Exercise task A
In the data protection page, what encryption standard protects research data at rest?
Exercise task B
Copy the part of the data protection page between "User Data Encryption" and "itself protected by the Master KEK.", inclusive, with no changes.

How Your Data Is Protected
Device-controlled encryption, per-user data isolation, sensitivity classification, and what happens when you delete your account.
Your research data contains ideas, strategies, and information you would not share with just anyone. LumaVista is built on a simple principle: your data belongs to you, and the system should be designed so that even we cannot access it without your active participation. This page explains exactly how that works — from the encryption keys on your device to what happens when you decide to leave.
Encryption overview
LumaVista uses a layered encryption architecture where your device — not our servers — controls the keys that protect your data. Every piece of research data you create is encrypted at rest using industry-standard AES-256-GCM encryption. But what makes this different from typical cloud encryption is who holds the keys.

The key hierarchy
Your encryption is organized in four layers, each protecting the next:
Device Key — An X25519 asymmetric keypair generated on your phone or computer. The private half never leaves your device. On phones with a Secure Enclave (iOS) or Trusted Execution Environment (Android), the key is stored inside dedicated security hardware that even the operating system cannot extract it from. This is the same hardware protection used by Apple Pay and banking apps.
Master Key Encryption Key (Master KEK) — A 256-bit random key generated when you first set up encryption. This is the master key that protects everything else. It is never stored in the clear on our servers. Instead, it is encrypted (wrapped) to each of your enrolled devices using their Device Keys. Only a device you physically control can unwrap it.
User Data Encryption Key (User DEK) — An AES-256-GCM key that encrypts your personal databases: your settings, preferences, chat history, and memory (the entities and relationships LumaVista learns about your research interests over time). The User DEK is itself protected by the Master KEK.
Project Data Encryption Keys (Project DEKs) — Each research project gets its own AES-256-GCM key. This means individual projects can be managed independently — a foundation for future features like selective sharing, where you could give a collaborator access to one project without exposing everything else. Project DEKs are also protected by the Master KEK.
How a session works
When you open LumaVista and connect:
- Your browser or app establishes a secure WebSocket connection and authenticates.
- The server sends your device’s encrypted copy of the Master KEK.
- Your device decrypts the Master KEK using its Device Key (with biometric confirmation if you are using the companion app).
- The decrypted Master KEK is sent over the encrypted connection to the server.
- The server uses it to unlock your User DEK and open your encrypted databases.
- Your research data is available for the duration of your session.
When you disconnect — or if the server restarts — all key material is wiped from server memory. Your data on disk returns to being opaque ciphertext that nobody can read without your device.
Why this design
Most cloud services hold your encryption keys for you. That means they can decrypt your data whenever they choose — or whenever someone compels them to. With LumaVista’s device-controlled encryption, unlocking your data requires a device you physically possess. If you are not connected, your data is unreadable. Full stop.
Per-user data isolation
Beyond encryption, LumaVista enforces a strict physical separation of user data. Every user gets their own set of databases, stored in their own directory on disk.
Your data lives at data/<your-user-id>/ and consists of:
- settings.db — Your preferences, chat sessions, project index, and model configuration. Small, read-heavy.
- memory.db — The entities, topics, and relationships that LumaVista learns from your research. Can grow larger over time, write-heavy.
- projects/<project-id>/project.db — One database per project, containing your research graph, budget tracking, and runtime state.

Data rows
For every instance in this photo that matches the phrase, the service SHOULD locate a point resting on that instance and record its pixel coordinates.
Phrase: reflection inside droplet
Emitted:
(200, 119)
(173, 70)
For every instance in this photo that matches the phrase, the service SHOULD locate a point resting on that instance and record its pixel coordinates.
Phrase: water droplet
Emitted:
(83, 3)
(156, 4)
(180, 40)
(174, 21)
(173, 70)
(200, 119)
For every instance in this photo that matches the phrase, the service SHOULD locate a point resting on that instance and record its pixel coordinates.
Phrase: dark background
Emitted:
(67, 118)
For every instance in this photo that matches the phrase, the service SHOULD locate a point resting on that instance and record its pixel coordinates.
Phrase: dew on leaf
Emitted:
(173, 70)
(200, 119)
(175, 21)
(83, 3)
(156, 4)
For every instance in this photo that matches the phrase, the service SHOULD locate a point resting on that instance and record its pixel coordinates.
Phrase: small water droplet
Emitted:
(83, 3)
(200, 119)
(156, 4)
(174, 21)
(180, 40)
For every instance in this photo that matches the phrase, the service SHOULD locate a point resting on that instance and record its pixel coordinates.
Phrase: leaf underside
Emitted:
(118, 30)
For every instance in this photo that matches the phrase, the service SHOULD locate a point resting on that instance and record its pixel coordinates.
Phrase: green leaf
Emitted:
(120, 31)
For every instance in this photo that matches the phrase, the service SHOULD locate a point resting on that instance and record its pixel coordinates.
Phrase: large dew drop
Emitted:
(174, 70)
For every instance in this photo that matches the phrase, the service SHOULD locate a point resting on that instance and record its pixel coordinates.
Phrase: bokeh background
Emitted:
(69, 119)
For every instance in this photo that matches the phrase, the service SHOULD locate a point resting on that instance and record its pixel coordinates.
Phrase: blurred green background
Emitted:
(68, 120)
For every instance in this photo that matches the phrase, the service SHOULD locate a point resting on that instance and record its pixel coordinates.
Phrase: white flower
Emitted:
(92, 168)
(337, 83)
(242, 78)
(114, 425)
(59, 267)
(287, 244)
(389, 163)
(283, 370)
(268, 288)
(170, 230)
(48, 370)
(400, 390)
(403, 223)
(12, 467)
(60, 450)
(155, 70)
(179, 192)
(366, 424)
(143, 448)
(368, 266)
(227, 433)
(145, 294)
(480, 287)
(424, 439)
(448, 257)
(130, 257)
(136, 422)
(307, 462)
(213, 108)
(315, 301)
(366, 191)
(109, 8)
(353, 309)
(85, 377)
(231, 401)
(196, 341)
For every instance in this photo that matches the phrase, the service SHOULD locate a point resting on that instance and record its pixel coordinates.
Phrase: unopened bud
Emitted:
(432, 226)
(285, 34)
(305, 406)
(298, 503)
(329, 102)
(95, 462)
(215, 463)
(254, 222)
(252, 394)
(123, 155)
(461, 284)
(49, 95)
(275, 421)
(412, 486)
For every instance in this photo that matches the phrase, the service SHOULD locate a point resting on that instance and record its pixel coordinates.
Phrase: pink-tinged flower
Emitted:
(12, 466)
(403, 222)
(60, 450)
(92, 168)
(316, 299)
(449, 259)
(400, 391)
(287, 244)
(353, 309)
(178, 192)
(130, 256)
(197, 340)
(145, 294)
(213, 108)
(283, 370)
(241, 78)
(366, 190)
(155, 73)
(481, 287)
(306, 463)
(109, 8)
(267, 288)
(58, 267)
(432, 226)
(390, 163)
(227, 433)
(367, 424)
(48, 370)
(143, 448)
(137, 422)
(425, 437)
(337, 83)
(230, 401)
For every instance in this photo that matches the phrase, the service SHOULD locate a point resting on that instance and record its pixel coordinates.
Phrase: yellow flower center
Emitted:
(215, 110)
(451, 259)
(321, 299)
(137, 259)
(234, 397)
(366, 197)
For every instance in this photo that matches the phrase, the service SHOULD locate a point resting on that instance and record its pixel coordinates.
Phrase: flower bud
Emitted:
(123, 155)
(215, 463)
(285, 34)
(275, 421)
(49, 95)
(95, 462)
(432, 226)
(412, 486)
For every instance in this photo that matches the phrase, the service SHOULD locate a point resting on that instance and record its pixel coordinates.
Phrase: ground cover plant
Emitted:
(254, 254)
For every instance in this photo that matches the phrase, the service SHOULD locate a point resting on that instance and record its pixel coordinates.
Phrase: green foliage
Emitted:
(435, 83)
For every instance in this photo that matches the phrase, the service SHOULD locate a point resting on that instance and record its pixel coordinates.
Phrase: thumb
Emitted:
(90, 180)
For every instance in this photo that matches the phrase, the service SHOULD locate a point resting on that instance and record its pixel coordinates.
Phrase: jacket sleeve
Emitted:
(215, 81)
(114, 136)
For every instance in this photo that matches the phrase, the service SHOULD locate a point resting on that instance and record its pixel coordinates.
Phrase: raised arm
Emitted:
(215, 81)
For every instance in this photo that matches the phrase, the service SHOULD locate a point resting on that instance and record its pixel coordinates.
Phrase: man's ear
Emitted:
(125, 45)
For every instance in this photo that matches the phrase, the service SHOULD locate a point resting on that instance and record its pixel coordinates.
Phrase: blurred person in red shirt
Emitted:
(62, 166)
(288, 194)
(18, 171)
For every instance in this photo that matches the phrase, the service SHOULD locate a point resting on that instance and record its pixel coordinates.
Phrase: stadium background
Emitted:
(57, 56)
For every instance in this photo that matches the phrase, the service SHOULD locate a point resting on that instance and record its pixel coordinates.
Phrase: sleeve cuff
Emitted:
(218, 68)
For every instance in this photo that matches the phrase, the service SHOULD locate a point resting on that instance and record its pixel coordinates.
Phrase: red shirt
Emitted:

Complete answer A
AES-256-GCM encryption.

Complete answer B
User Data Encryption Key (User DEK) — An AES-256-GCM key that encrypts your personal databases: your settings, preferences, chat history, and memory (the entities and relationships LumaVista learns about your research interests over time). The User DEK is itself protected by the Master KEK.